• [WHAT YOU HAVE TO DO]: Reproduce the following listing word for word, with every line and coordinate unchanged.
+--
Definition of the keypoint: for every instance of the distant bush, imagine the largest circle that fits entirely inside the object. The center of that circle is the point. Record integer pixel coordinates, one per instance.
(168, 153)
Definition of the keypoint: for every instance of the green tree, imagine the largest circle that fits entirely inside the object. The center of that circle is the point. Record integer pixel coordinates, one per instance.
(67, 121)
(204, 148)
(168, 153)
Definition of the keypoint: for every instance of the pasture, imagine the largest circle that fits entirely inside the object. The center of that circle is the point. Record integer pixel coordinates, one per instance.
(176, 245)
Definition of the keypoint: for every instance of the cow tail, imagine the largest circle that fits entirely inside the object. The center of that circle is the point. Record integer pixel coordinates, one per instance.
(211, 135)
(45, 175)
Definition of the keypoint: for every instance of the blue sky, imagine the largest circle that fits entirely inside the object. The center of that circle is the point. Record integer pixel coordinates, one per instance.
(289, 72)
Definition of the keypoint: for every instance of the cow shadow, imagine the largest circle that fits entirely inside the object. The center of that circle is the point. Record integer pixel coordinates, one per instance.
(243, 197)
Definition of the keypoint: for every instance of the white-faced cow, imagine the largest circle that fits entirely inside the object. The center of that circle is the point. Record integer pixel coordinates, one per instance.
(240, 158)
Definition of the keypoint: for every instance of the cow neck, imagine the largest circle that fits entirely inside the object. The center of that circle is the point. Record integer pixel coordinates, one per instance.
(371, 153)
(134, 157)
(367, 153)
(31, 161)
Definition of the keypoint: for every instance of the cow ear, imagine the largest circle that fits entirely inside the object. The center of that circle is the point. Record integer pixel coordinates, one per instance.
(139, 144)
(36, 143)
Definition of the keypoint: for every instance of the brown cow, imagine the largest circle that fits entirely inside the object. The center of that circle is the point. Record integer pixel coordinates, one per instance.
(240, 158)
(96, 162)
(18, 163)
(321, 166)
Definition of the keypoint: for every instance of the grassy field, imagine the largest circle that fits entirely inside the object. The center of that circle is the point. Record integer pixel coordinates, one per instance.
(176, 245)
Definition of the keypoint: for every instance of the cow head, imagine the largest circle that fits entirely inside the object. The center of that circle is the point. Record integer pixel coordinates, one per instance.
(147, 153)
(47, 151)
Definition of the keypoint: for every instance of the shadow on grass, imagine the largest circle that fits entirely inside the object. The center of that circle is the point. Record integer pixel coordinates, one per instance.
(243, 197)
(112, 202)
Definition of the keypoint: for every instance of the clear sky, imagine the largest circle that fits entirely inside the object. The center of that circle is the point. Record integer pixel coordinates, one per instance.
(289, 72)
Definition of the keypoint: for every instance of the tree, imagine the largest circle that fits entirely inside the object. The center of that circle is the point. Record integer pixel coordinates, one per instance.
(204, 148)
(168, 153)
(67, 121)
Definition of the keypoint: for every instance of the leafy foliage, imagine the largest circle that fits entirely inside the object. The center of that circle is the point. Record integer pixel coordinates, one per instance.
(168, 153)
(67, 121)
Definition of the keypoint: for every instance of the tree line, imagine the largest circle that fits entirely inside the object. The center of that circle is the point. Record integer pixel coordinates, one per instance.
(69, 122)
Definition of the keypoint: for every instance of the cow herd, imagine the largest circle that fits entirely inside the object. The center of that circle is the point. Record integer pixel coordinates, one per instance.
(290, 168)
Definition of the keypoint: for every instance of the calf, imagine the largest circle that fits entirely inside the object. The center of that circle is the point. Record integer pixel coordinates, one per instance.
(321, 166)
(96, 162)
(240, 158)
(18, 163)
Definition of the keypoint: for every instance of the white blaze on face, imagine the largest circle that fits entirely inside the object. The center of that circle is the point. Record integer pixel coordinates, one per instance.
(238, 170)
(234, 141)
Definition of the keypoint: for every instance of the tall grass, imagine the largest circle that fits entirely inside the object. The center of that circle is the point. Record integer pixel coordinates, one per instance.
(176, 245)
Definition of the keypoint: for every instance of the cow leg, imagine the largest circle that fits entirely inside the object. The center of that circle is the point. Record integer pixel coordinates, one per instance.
+--
• [SOLUTION BELOW]:
Definition of the keypoint: for every instance of the distant bush, imagine the largest circle that fits entirely inside the object. The center of that circle is the point. Record integer pixel coordinates, one per instance.
(168, 153)
Definition of the keypoint: for every instance of the green tree, imagine the largest circle that fits entirely inside the object. The center of that circle is the point. Record integer pixel coordinates, one per instance.
(67, 121)
(204, 148)
(168, 153)
Definition of the keypoint: for every instance of the pasture, imagine the largest circle that fits entirely inside the object. The center of that circle is the point. Record integer pixel coordinates, one per instance.
(176, 245)
Definition of the keypoint: for every instance of the cow tail, imagine the largest circle that fits entirely inside the object. The center of that circle is the point. Record integer pixel coordinates, one per instance.
(211, 135)
(45, 175)
Definition of the keypoint: for every instance of the blue sky, imagine the largest circle that fits entirely inside the object. The center of that circle is the point. Record integer pixel coordinates, one per instance.
(289, 72)
Definition of the keypoint: for every instance of the cow shadow, imagine the largest circle that fits entirely inside the object. The center of that circle is the point. Record integer pixel coordinates, one per instance.
(243, 197)
Definition of the keypoint: for every instance of the white-faced cow, imagine the largest circle that fits entirely inside the object. The center of that circle is the point. Record integer pixel coordinates, one per instance.
(240, 158)
Definition of the keypoint: for every instance of the cow neck, imagine the largest circle that fits entirely inside the object. The center of that circle is the point. Record integer pixel coordinates, one per instance.
(371, 153)
(134, 157)
(367, 153)
(31, 161)
Definition of the keypoint: for every instance of the cow ear, imagine the largest circle that fits entirely inside the object. The center of that circle is the point. Record integer pixel coordinates, one per instance.
(139, 144)
(36, 143)
Definition of the keypoint: for every instance of the brown cow, imagine the largest circle that fits entirely inside the object. The center of that circle is the point. Record integer pixel coordinates, one per instance.
(240, 158)
(96, 162)
(18, 163)
(321, 166)
Definition of the keypoint: for every instance of the grassy field, imagine the largest circle that fits entirely inside the object. The center of that circle is the point. Record integer pixel coordinates, one per instance.
(176, 245)
Definition of the keypoint: for every instance of the cow head, imagine the largest circle that fits entirely inside the object. The center of that circle is the point. Record integer pixel coordinates, one per instance.
(147, 153)
(47, 151)
Definition of the keypoint: for every instance of the shadow on grass, imagine the largest circle that fits entirely inside the object. The center of that circle is the point. Record integer pixel coordinates, one per instance.
(243, 197)
(112, 202)
Definition of the keypoint: for every instance of the clear sky, imagine the largest circle that fits entirely inside the object. The center of that circle is the point. Record integer pixel coordinates, one per instance.
(289, 72)
Definition of the keypoint: for every instance of the tree, imagine the largest circle that fits entirely inside the object. The center of that circle is the point. Record integer pixel coordinates, one per instance.
(204, 148)
(168, 153)
(67, 121)
Definition of the keypoint: for every instance of the leafy foliage, imagine the largest circle that fits entirely inside the object. The center of that circle is the point. Record integer pixel coordinates, one per instance.
(168, 153)
(67, 121)
Definition of the keypoint: for every instance of the tree line, imagine the largest circle that fits entirely inside the object. The center of that circle is the point. Record integer pixel coordinates, one per instance.
(69, 122)
Definition of the keypoint: for every instance of the cow herd, imagine the largest circle that fits entirely inside the object. The center of that circle is the point. Record integer pixel coordinates, one per instance.
(290, 168)
Definition of the keypoint: for every instance of the calf, imagine the largest circle that fits entirely inside the object. The center of that circle is the point. Record integer pixel coordinates, one per instance.
(321, 166)
(96, 162)
(240, 158)
(18, 163)
Definition of the keypoint: for every instance of the white blaze on face, imagine the largest circle that fits entirely inside the object. The center of that circle is the point. Record integer pixel coordinates, one per instance.
(238, 170)
(234, 141)
Definition of the keypoint: for every instance of the tall grass, imagine the largest circle that fits entirely inside the object. The center of that circle is the point. Record integer pixel coordinates, one per instance.
(176, 245)
Definition of the keypoint: for every instance of the cow leg, imagine the largest circle that fits entirely inside the object. The center of that circle is the point. Record integer pixel coordinates, one per instance.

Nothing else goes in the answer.